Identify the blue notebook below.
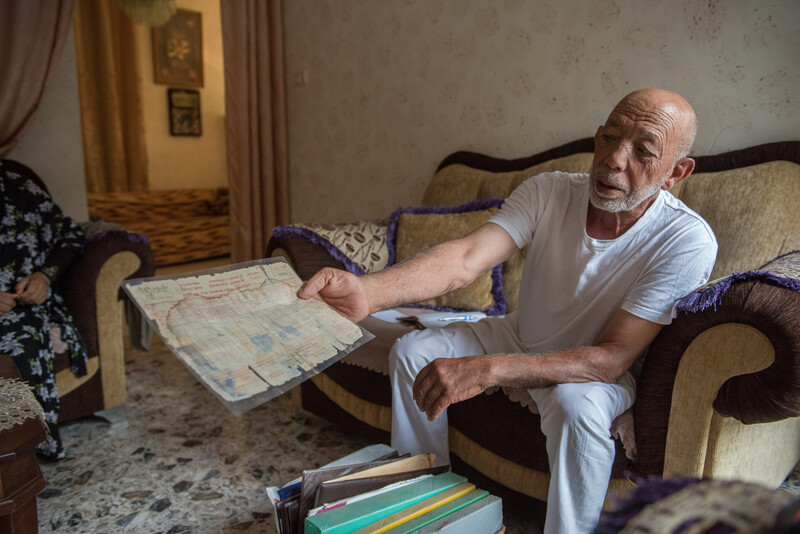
[305,473,467,534]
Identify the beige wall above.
[136,0,228,189]
[284,0,800,222]
[6,31,89,222]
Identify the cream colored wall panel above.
[284,0,800,222]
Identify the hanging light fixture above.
[119,0,176,26]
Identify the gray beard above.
[590,171,666,213]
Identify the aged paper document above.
[123,259,373,413]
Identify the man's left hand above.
[14,272,50,305]
[413,356,491,421]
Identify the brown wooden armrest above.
[266,234,344,280]
[634,281,800,475]
[62,231,155,356]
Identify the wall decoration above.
[167,89,202,136]
[153,9,203,87]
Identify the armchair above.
[267,139,800,518]
[3,160,155,422]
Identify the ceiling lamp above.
[119,0,176,26]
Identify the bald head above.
[612,88,697,161]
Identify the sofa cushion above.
[673,161,800,279]
[272,219,389,275]
[388,199,506,315]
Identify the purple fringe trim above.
[594,477,702,534]
[675,251,800,313]
[86,230,150,247]
[272,226,364,276]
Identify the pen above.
[437,315,475,321]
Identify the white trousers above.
[389,319,635,534]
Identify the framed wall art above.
[153,9,203,87]
[167,89,203,136]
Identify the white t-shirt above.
[490,172,717,354]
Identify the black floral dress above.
[0,160,87,460]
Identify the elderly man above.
[298,89,717,532]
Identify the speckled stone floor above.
[38,339,800,534]
[38,339,540,534]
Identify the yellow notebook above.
[353,482,475,534]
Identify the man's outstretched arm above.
[413,310,662,421]
[297,223,518,321]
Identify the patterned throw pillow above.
[388,199,506,315]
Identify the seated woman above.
[0,160,87,460]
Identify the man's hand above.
[14,272,50,305]
[0,291,17,317]
[297,267,371,322]
[413,356,491,421]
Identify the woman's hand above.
[14,272,50,305]
[0,291,17,317]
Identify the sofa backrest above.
[423,143,800,310]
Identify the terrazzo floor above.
[38,338,541,534]
[38,284,800,534]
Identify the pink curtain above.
[74,0,148,193]
[0,0,76,157]
[220,0,289,262]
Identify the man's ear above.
[661,158,694,191]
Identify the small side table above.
[0,354,46,534]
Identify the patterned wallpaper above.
[284,0,800,222]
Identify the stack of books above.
[267,445,504,534]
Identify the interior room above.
[0,0,800,534]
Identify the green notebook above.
[305,473,467,534]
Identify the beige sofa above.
[267,139,800,517]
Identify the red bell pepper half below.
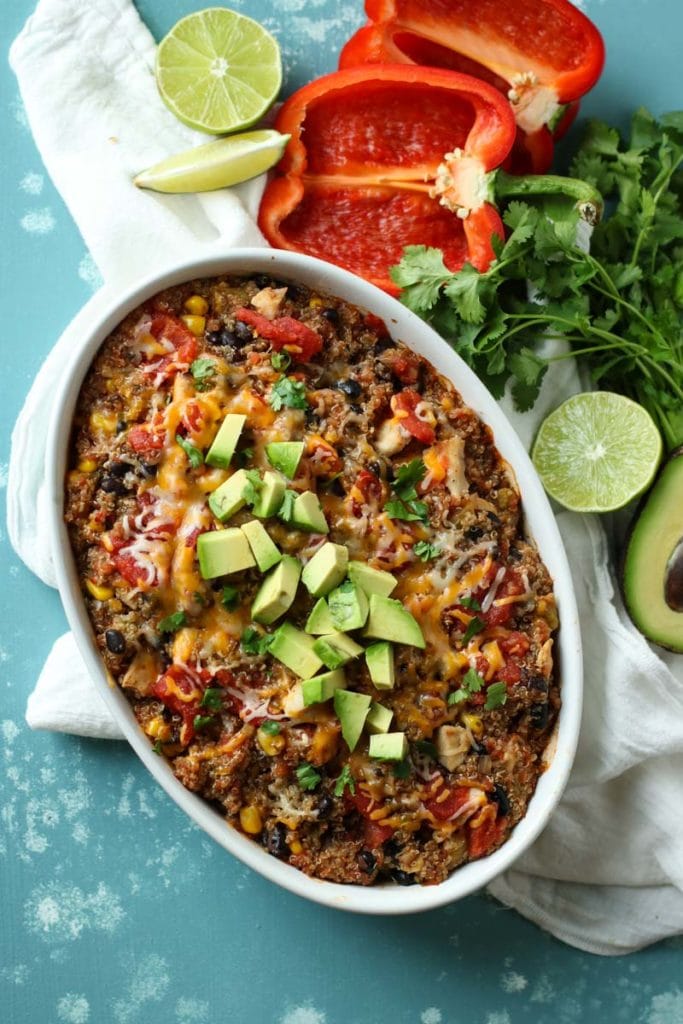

▶ [Problem requirements]: Can you copy out every line above word for word, leaving out the pictures?

▶ [Answer to this task]:
Identify the blue notebook below.
[305,473,467,534]
Identify the beige wall above.
[136,0,228,189]
[284,0,800,222]
[6,31,89,222]
Identify the cream colored wall panel above.
[284,0,800,222]
Identify the hanging light fixture above.
[119,0,176,26]
Identify the gray beard above.
[590,171,666,213]
Identify the aged paper document above.
[123,259,373,413]
Identify the man's left hand above.
[14,272,50,305]
[413,356,491,421]
Identify the brown wooden armrest above.
[266,234,344,280]
[634,281,800,475]
[62,231,155,356]
Identify the wall decoration above.
[167,89,202,136]
[153,9,203,87]
Identify the armchair above.
[267,139,800,518]
[3,160,155,422]
Identify the ceiling lamp above.
[119,0,176,26]
Identify the bald head above.
[612,88,697,161]
Identify the sofa cushion above.
[673,161,800,279]
[272,219,389,275]
[388,199,506,315]
Identify the purple fringe trim above.
[594,477,702,534]
[675,251,800,313]
[86,230,150,247]
[272,226,364,276]
Identify the pen above.
[437,315,475,321]
Identify the white trousers above.
[389,319,635,534]
Identify the framed wall art above.
[153,9,203,87]
[167,89,203,136]
Identify the white t-shirt above.
[490,172,717,354]
Identify the black floral dress above.
[0,160,87,460]
Identify the elderly man above.
[298,89,717,532]
Identify the speckled stone floor above.
[38,339,800,534]
[38,339,540,534]
Identify the yellow notebook above.
[353,482,475,534]
Identify the man's outstretched arm above.
[413,310,662,421]
[297,223,518,321]
Identify the patterned throw pillow above.
[388,199,506,315]
Identify the seated woman above.
[0,160,87,460]
Identify the man's hand above.
[14,272,50,305]
[0,291,17,317]
[297,267,371,322]
[413,356,491,421]
Identify the woman's hand above.
[14,272,50,305]
[0,291,17,317]
Identify the sofa backrest above.
[423,143,800,310]
Identify the terrazzo floor above.
[38,338,541,534]
[38,284,800,534]
Identify the pink curtain above.
[74,0,148,193]
[0,0,76,157]
[220,0,289,262]
Identify the man's ear above.
[661,158,694,191]
Identify the small side table above.
[0,354,46,534]
Identify the patterned wallpaper above.
[284,0,800,222]
Identify the stack of books above.
[267,445,504,534]
Identify the interior room above.
[0,0,800,534]
Identify the green notebook above.
[305,473,467,534]
Identify the beige sofa above.
[267,139,800,517]
Identify the red bell pepper half below.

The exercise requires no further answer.